■ **TASK DIRECTIONS**: All lines from the line containing "[mark] white apartment" up to and including the last line of the listing below should be echoed exactly; no other lines belong in the response.

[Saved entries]
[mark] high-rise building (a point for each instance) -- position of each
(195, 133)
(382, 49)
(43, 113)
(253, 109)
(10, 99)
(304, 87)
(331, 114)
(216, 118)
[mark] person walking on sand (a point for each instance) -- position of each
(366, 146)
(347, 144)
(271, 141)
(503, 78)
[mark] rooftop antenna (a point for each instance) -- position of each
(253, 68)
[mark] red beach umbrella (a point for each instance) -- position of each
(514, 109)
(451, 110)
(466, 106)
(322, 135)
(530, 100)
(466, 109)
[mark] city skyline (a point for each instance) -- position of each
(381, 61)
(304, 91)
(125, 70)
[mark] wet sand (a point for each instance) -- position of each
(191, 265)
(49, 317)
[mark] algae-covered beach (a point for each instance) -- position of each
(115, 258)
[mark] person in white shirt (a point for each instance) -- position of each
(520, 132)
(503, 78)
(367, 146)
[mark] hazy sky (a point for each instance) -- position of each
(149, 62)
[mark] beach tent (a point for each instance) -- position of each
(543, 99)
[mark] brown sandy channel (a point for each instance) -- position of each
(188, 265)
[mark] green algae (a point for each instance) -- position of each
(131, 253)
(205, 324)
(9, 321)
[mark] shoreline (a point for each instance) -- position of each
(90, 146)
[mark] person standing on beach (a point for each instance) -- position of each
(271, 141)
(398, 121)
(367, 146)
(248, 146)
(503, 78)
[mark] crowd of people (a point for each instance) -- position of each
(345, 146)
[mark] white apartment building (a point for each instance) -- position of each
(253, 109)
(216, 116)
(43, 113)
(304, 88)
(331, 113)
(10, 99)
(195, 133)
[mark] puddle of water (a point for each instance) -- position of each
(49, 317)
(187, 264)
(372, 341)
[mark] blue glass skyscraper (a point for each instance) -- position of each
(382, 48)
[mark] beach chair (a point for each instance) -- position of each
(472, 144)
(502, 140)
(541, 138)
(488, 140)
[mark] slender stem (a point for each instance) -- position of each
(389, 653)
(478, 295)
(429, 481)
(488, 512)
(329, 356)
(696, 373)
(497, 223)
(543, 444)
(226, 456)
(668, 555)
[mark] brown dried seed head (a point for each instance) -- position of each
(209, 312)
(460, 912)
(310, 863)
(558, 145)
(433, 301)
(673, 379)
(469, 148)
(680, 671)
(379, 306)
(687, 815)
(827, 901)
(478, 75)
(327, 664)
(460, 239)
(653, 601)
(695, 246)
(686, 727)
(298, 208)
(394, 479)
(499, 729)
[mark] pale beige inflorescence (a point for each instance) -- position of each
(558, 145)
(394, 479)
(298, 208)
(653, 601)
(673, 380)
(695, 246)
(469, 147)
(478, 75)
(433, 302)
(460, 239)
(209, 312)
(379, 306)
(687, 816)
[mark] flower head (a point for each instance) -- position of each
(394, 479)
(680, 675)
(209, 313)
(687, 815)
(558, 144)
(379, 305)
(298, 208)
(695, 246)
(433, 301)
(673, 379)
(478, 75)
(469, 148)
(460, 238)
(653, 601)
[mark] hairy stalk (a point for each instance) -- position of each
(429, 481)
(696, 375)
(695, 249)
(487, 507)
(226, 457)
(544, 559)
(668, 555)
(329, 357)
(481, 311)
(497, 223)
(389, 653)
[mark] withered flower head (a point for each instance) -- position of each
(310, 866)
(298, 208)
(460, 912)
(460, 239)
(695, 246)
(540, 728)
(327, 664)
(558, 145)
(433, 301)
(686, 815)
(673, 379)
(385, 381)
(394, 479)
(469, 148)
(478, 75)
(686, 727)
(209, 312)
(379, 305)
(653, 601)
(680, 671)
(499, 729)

■ **EXPECTED ANSWER**:
[mark] white apartment building (a point for each instance) -- position of each
(253, 109)
(216, 116)
(43, 113)
(304, 88)
(331, 113)
(10, 99)
(195, 133)
[mark] puddle of water (a point for each instance) -- position of each
(49, 317)
(187, 264)
(372, 341)
[mark] blue glass skyscraper (a point for each instance) -- position of each
(382, 48)
[mark] beach chair (a point for each instance) -- position of each
(472, 144)
(502, 140)
(541, 138)
(488, 140)
[mark] slender stem (a point for each instance) -- position of each
(389, 653)
(478, 295)
(429, 481)
(488, 512)
(329, 356)
(696, 373)
(497, 223)
(543, 444)
(226, 456)
(668, 555)
[mark] brown dried seed head (a point for each instance) -- position of each
(209, 312)
(460, 912)
(310, 863)
(558, 145)
(433, 301)
(673, 379)
(469, 148)
(680, 671)
(379, 306)
(687, 815)
(827, 901)
(478, 75)
(327, 664)
(460, 239)
(653, 601)
(695, 246)
(686, 727)
(298, 208)
(394, 479)
(499, 729)
[mark] pale beige inflorescence (a point for each instance) -- position of each
(558, 145)
(394, 479)
(298, 208)
(653, 601)
(673, 380)
(695, 246)
(469, 147)
(478, 75)
(433, 302)
(460, 239)
(209, 312)
(379, 306)
(687, 816)
[mark] flower head (a point for each instance) -- position of each
(394, 479)
(680, 675)
(209, 313)
(687, 815)
(558, 144)
(379, 305)
(298, 208)
(695, 246)
(433, 301)
(673, 379)
(478, 75)
(469, 148)
(460, 238)
(653, 601)
[mark] hairy stalk (a point for each instance) -- position of each
(429, 481)
(696, 375)
(695, 249)
(487, 507)
(226, 457)
(544, 559)
(668, 555)
(329, 357)
(481, 311)
(497, 223)
(389, 653)
[mark] withered flower head (a point for each instance) -- position of each
(310, 866)
(298, 208)
(460, 912)
(460, 239)
(695, 246)
(540, 728)
(327, 664)
(558, 145)
(433, 301)
(686, 815)
(673, 379)
(385, 381)
(394, 479)
(469, 148)
(478, 75)
(686, 727)
(209, 312)
(379, 305)
(653, 601)
(680, 671)
(499, 729)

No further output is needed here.